> Direction:
Pick out every line in the records below that contains the word "chin", and copy each of those lines in full.
%%
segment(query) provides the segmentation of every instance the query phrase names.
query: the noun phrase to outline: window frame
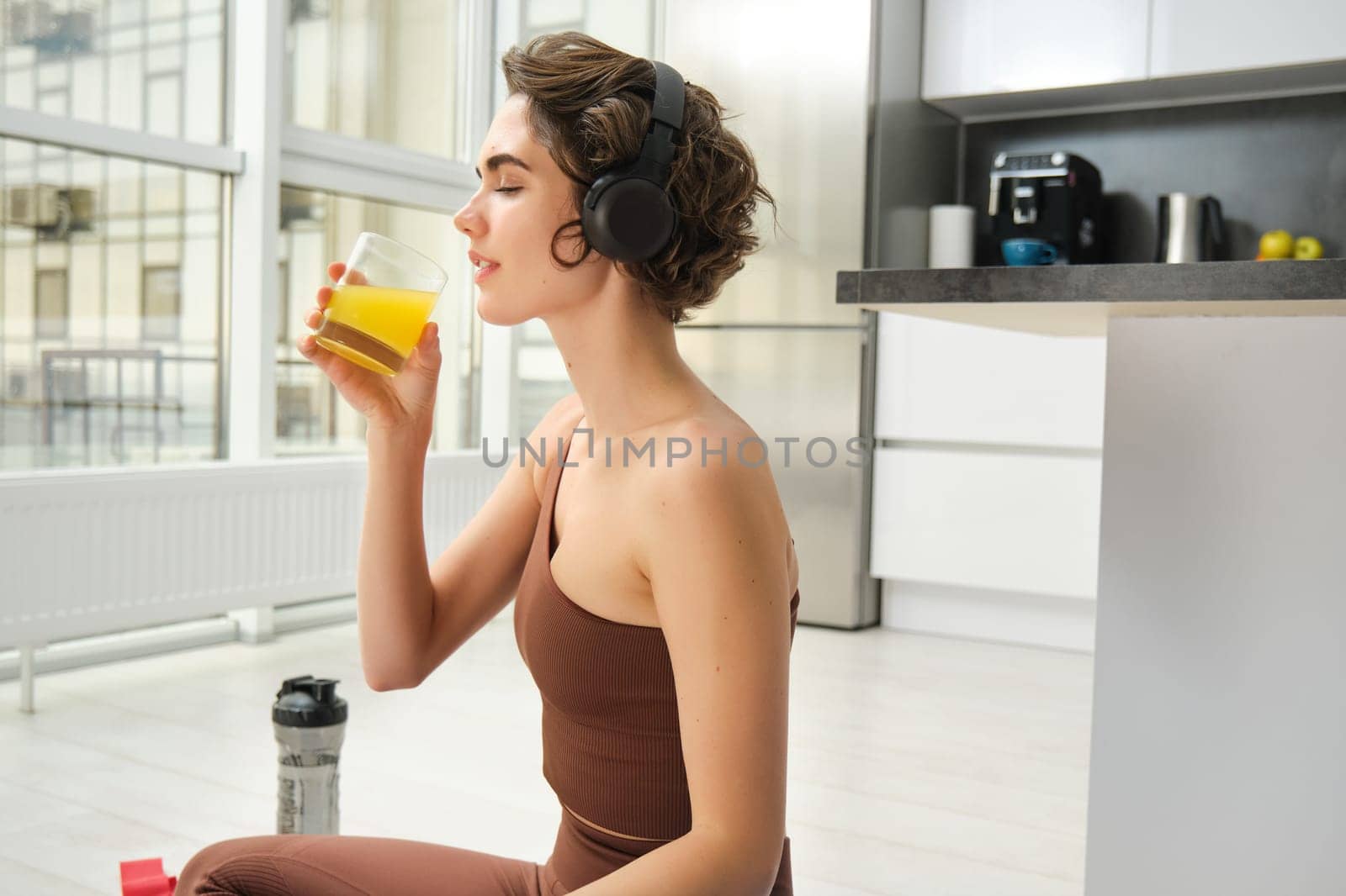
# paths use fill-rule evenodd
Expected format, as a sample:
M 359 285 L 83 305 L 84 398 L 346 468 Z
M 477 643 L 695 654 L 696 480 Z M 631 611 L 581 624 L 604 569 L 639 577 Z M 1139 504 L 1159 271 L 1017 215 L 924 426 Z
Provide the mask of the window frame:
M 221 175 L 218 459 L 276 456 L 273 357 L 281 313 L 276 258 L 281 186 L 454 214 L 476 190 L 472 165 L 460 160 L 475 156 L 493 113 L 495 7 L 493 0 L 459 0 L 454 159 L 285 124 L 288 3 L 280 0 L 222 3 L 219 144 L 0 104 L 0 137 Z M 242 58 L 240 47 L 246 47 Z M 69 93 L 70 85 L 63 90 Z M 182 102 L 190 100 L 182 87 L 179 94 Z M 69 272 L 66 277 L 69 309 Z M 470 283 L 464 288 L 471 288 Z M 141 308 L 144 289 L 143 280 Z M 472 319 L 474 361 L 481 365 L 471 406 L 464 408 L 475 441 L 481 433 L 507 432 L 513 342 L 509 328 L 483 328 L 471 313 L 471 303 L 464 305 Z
%%
%%
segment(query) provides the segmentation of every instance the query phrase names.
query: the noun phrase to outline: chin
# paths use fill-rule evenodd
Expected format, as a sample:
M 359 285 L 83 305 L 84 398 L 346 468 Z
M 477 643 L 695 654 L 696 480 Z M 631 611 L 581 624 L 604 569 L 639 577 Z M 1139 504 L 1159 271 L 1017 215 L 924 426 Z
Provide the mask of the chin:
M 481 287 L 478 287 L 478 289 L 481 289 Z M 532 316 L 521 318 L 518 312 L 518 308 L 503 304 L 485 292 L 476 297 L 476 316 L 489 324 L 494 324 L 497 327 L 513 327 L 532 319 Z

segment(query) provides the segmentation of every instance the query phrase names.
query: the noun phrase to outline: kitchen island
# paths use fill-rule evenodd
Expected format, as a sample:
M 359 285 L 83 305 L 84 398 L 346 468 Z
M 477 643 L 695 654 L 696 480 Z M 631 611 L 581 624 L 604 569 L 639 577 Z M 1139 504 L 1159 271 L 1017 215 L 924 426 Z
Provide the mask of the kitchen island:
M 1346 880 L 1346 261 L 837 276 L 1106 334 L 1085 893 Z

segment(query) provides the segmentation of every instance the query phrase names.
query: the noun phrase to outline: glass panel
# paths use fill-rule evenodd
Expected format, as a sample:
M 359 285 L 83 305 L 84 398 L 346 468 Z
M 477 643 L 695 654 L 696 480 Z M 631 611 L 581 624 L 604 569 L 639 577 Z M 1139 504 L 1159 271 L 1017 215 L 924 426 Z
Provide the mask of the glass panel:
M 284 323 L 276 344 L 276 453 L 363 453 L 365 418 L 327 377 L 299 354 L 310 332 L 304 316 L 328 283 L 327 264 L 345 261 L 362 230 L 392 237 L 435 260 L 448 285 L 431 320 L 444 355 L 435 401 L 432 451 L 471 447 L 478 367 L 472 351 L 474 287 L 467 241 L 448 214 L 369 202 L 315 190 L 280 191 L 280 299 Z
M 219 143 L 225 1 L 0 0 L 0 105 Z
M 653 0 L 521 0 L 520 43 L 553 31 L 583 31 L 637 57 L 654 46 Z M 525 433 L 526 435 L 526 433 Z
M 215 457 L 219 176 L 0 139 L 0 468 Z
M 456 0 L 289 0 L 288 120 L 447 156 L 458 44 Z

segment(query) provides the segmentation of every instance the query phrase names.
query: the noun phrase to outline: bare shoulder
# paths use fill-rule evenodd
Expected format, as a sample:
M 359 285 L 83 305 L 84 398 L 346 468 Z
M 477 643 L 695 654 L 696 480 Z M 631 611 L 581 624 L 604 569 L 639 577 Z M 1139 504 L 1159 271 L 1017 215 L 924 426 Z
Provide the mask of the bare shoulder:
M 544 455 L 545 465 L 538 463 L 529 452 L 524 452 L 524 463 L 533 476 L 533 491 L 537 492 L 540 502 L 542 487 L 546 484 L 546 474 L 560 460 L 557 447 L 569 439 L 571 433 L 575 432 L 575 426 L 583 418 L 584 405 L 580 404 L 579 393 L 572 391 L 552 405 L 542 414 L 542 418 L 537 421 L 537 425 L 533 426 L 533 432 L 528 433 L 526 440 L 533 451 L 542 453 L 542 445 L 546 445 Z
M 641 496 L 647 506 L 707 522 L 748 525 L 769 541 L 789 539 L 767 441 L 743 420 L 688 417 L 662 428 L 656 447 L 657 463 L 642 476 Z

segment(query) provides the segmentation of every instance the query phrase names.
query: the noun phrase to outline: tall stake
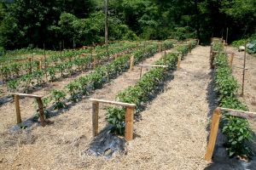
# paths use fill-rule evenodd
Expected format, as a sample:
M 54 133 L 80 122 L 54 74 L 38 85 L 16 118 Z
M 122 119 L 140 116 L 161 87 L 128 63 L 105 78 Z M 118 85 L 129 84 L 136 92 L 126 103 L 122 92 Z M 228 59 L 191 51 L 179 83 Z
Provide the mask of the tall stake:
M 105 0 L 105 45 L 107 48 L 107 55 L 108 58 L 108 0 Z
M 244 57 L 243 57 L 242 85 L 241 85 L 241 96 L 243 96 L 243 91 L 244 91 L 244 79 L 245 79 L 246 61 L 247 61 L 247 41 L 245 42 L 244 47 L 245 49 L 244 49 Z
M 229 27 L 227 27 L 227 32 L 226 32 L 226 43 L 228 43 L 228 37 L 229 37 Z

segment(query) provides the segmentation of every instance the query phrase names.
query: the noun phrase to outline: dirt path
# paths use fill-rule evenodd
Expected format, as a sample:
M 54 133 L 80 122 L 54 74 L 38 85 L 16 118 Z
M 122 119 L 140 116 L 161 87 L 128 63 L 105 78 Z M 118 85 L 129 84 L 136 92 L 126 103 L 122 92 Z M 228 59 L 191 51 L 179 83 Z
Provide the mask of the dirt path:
%%
> The completed task:
query: the noun phrase to outline: chin
Provide the mask of the chin:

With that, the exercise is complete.